Stored items -

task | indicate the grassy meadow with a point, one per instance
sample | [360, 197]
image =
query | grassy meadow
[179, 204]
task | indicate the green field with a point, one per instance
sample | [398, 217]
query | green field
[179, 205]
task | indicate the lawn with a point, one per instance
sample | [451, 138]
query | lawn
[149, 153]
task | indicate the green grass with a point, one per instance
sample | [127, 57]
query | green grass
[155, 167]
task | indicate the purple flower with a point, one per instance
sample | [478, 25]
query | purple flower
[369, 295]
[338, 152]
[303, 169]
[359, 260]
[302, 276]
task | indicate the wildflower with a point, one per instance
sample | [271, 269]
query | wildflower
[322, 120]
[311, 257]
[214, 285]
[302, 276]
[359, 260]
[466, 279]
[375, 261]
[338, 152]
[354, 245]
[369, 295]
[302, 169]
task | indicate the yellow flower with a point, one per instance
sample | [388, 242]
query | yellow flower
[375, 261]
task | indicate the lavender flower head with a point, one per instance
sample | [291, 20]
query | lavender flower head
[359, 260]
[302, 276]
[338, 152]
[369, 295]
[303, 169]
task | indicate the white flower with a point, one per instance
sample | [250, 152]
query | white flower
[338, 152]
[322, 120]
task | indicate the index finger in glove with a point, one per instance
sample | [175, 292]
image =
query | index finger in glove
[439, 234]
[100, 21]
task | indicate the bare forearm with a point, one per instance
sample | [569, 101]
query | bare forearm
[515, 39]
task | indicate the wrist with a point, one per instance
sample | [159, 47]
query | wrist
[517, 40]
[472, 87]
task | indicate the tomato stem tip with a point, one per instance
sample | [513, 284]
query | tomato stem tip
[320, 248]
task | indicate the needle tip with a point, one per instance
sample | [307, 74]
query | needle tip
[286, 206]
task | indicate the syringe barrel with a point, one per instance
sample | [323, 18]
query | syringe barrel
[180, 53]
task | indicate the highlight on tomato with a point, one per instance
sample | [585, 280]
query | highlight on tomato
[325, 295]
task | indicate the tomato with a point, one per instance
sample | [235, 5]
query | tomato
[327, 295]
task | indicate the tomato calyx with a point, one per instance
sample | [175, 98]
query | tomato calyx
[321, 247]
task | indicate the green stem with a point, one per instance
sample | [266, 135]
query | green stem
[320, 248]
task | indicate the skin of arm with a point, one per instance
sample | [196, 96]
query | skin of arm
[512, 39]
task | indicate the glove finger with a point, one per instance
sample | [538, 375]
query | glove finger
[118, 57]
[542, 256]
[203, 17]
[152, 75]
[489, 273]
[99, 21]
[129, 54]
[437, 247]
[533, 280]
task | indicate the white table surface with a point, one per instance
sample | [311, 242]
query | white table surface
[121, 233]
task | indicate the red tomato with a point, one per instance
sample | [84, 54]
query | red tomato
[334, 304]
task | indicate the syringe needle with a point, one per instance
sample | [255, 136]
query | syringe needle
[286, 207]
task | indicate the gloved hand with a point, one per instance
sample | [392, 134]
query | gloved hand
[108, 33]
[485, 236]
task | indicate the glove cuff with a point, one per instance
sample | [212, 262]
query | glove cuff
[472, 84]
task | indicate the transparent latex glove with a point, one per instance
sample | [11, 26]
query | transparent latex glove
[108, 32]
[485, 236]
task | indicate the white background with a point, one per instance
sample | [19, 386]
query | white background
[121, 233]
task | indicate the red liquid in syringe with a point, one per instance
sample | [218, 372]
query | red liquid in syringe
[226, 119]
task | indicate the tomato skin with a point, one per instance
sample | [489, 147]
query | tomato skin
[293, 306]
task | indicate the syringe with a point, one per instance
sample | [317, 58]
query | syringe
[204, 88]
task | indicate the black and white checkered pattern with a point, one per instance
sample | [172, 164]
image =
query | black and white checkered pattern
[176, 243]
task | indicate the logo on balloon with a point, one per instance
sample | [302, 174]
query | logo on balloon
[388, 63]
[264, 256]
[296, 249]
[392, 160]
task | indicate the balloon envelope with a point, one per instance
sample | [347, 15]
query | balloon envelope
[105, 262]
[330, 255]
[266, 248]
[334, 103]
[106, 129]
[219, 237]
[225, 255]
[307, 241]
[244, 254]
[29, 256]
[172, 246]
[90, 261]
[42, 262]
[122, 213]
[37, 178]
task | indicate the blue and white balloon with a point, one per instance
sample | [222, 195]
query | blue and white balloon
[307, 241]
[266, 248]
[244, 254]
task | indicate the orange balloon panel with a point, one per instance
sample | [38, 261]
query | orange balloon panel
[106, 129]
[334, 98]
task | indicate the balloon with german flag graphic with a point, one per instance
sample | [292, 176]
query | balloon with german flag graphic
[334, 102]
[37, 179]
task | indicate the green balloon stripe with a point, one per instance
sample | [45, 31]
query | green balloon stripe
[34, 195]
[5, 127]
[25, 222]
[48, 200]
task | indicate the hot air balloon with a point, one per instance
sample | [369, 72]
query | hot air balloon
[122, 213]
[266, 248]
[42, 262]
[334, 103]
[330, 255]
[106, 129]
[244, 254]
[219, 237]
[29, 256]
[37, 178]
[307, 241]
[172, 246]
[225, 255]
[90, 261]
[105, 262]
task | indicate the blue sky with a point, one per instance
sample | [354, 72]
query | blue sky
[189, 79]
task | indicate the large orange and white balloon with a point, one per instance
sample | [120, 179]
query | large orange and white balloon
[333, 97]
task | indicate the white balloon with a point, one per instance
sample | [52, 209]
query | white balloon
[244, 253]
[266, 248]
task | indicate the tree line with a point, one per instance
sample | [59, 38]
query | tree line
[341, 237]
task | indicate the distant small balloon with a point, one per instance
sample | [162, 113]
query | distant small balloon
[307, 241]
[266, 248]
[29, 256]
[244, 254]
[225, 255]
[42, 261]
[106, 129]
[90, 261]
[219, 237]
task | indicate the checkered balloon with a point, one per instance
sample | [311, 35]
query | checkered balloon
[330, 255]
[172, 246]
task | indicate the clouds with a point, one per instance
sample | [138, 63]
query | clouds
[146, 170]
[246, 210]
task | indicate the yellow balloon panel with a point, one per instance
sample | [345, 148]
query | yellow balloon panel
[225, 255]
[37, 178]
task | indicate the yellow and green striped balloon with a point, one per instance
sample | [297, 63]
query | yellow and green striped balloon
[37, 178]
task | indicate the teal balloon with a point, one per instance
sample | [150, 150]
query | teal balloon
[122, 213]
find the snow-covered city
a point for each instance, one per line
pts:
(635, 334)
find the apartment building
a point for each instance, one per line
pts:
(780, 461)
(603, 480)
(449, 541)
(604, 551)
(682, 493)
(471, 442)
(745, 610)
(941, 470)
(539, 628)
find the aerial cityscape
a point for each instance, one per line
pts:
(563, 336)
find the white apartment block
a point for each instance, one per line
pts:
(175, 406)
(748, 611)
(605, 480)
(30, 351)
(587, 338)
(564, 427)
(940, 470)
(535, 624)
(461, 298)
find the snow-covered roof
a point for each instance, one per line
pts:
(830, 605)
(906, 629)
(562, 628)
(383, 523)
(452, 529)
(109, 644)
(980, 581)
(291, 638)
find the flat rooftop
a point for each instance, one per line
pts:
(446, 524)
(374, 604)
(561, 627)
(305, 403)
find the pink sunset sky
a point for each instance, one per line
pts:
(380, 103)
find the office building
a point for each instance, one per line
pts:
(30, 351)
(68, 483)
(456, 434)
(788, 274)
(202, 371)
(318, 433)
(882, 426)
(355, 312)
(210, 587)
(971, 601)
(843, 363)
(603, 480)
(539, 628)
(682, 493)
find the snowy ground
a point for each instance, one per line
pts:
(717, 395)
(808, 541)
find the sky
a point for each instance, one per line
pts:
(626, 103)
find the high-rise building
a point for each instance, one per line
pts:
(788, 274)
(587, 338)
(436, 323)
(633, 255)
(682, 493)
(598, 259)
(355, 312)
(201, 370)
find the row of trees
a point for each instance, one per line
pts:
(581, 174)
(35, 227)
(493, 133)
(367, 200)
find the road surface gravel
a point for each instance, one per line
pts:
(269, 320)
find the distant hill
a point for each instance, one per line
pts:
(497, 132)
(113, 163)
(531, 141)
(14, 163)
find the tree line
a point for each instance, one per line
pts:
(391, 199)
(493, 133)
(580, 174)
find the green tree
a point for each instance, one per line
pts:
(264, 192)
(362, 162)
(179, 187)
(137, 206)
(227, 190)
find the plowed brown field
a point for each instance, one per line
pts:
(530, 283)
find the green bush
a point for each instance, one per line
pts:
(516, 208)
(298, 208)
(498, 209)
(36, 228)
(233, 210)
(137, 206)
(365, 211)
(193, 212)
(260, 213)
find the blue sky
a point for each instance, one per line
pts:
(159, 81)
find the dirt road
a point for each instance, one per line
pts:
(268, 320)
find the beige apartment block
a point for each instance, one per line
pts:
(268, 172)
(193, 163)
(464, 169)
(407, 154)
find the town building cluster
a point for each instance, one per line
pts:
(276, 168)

Your instructions - Every line that holds the word "road" should be copied from the records above.

Result of the exercise -
find the road surface gravel
find the dirt road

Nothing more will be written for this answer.